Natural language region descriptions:
§ §

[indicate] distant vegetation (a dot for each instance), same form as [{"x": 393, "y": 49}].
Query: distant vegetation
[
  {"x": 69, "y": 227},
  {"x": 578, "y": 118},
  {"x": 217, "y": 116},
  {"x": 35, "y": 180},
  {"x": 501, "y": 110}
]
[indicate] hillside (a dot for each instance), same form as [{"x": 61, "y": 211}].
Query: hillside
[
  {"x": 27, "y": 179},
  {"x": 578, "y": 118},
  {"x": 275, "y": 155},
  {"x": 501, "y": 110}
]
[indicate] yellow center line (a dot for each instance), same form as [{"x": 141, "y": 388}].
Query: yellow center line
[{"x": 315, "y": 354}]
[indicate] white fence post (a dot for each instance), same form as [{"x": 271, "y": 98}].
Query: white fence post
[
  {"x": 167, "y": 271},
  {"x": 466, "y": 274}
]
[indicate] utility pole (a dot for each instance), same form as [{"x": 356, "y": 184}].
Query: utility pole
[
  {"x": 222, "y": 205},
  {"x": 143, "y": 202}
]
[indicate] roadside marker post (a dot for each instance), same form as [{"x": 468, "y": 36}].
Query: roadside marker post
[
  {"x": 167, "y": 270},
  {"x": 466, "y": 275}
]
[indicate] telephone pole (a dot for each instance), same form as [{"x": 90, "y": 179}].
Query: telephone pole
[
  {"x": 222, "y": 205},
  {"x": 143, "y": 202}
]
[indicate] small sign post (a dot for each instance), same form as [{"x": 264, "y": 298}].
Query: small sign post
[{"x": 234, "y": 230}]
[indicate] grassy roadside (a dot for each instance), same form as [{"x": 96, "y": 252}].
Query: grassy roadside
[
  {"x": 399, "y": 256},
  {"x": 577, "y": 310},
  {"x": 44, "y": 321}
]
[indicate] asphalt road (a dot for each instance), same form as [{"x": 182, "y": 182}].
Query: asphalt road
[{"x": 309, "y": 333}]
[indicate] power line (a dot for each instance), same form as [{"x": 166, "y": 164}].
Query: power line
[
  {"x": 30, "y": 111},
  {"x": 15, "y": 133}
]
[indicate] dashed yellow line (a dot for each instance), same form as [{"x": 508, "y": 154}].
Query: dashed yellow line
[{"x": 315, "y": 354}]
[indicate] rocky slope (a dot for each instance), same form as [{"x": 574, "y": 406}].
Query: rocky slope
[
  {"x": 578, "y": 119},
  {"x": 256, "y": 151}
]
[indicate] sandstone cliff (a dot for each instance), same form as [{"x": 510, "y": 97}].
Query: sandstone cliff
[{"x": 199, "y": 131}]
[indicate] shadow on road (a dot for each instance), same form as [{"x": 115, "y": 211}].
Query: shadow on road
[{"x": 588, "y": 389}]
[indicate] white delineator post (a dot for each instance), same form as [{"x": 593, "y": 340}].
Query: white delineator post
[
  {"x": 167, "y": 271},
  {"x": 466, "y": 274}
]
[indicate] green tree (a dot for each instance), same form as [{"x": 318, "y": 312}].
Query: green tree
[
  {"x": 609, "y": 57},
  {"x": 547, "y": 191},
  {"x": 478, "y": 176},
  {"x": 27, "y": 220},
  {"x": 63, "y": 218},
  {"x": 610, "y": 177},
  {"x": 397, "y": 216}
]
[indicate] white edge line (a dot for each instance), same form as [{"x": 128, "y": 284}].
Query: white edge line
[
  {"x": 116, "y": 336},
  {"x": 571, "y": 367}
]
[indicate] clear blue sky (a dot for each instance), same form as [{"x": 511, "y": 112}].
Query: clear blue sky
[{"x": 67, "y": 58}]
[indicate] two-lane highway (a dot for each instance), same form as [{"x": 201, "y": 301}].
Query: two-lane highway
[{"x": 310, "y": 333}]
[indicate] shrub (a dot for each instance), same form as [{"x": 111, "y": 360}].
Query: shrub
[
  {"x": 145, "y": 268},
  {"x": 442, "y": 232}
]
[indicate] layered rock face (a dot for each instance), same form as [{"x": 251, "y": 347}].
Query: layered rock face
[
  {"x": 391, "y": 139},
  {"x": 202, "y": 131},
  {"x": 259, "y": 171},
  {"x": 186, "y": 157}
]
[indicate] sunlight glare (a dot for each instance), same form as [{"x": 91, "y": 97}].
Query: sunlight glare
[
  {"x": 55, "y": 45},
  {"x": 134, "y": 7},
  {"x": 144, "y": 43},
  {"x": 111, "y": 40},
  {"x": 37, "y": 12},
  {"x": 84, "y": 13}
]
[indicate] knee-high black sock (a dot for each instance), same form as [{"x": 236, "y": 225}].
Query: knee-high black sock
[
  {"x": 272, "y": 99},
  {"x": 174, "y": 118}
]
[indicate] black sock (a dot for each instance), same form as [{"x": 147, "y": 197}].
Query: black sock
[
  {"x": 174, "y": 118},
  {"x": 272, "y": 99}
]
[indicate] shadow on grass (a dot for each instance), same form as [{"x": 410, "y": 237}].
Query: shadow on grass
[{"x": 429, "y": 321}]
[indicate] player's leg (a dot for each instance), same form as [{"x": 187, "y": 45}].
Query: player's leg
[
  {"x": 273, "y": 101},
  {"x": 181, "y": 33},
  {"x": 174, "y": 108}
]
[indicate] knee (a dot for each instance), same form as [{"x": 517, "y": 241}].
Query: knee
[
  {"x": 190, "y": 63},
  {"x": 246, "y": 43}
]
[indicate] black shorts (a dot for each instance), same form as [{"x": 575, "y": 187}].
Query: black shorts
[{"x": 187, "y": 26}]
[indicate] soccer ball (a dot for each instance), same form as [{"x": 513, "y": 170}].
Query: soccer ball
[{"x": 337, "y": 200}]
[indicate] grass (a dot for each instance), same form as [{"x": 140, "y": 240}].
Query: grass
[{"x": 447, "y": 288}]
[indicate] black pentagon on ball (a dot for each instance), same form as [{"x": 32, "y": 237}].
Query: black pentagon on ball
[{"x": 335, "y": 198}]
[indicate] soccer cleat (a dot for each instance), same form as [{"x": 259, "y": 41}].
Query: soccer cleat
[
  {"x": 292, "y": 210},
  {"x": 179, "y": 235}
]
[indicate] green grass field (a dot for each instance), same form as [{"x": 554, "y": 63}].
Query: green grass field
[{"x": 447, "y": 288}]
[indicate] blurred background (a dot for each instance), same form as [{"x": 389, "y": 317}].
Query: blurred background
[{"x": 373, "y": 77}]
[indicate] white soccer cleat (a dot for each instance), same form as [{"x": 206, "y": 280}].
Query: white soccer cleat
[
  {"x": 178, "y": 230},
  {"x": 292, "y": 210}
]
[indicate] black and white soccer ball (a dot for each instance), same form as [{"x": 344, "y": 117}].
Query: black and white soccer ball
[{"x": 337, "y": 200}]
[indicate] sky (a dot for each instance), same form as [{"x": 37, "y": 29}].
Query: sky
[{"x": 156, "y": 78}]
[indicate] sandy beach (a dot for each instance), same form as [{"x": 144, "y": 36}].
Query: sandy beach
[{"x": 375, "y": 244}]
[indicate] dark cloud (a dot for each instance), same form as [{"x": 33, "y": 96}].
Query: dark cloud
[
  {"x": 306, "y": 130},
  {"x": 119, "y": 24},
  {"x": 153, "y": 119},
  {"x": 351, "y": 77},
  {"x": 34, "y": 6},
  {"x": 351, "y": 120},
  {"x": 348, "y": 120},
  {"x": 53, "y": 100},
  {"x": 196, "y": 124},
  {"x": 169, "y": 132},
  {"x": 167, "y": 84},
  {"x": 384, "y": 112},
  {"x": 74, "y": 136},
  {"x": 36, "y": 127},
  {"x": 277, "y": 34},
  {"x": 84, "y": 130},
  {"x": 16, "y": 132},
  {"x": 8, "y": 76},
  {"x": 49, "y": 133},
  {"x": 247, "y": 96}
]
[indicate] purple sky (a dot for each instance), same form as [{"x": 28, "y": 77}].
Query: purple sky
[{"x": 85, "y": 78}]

§ §

#### [Exercise requirements]
Copy out only the lines above from the one with "[indicate] yellow center" to the one with "[indicate] roadside marker", inclusive, exactly as they stand.

#### [Response to the task]
[indicate] yellow center line (a dot for each instance), same form as [{"x": 141, "y": 388}].
Query: yellow center line
[{"x": 315, "y": 354}]
[indicate] white fence post (a dot for each instance), same form as [{"x": 271, "y": 98}].
Query: white fence post
[
  {"x": 167, "y": 271},
  {"x": 466, "y": 274}
]
[indicate] utility pole (a dot for each instance), same form as [{"x": 356, "y": 184}].
Query: utility pole
[
  {"x": 222, "y": 205},
  {"x": 143, "y": 202}
]
[indicate] roadside marker post (a dot for each instance), same form as [{"x": 468, "y": 36}].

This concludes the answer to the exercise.